▸ **TO BE DONE**
Could you return every line below that contains the string "person", treating uppercase and lowercase as different?

▸ **RECORD SET**
==========
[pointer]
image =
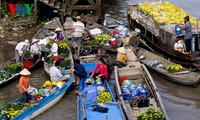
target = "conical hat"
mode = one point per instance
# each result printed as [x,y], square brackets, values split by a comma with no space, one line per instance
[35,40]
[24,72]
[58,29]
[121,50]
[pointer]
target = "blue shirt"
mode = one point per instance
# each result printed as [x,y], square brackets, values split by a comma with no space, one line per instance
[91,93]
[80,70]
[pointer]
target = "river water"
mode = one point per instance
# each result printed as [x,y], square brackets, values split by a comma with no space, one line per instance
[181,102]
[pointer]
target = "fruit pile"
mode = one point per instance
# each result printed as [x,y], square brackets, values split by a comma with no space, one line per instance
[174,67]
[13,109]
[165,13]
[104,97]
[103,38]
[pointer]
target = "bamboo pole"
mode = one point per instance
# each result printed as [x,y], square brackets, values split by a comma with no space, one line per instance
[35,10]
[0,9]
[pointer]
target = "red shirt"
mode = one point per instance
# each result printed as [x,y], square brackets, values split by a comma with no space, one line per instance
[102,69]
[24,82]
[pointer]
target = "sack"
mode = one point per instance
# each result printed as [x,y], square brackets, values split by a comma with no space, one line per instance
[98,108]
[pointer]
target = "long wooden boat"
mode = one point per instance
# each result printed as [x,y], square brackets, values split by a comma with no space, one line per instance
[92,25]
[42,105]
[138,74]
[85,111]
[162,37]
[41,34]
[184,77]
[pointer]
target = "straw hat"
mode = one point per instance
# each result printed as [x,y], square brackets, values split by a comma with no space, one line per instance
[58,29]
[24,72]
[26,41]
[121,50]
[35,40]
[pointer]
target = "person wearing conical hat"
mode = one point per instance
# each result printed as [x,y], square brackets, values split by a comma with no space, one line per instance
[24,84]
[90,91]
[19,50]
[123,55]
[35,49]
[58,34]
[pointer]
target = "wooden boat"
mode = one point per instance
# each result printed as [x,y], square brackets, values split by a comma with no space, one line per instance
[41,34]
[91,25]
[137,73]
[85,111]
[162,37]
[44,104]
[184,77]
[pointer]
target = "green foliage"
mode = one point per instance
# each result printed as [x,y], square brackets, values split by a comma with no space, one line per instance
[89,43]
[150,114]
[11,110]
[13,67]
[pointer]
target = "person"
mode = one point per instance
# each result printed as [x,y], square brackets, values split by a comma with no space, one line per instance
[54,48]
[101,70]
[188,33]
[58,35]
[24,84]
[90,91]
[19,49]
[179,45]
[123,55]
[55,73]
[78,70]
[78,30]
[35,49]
==========
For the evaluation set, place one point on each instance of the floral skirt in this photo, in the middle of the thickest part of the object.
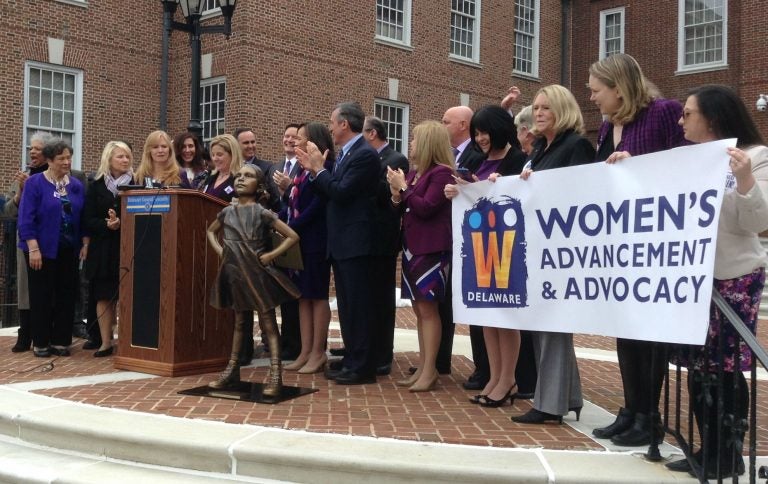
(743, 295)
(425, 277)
==========
▸ **RESULT OF THE TASK**
target = "person wearing conical hat"
target = "person"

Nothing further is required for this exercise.